>> start Data provided

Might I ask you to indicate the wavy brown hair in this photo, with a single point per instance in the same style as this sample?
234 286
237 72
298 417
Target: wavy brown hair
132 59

>> end Data provided

- _Task to carry out_
Retype every line of the records above, without changing a thing.

- _Answer for the task_
Might I ask you to indicate the wavy brown hair in this photo, with a single point per instance in the same style as this sample?
234 286
237 72
298 417
Target: wavy brown hair
132 59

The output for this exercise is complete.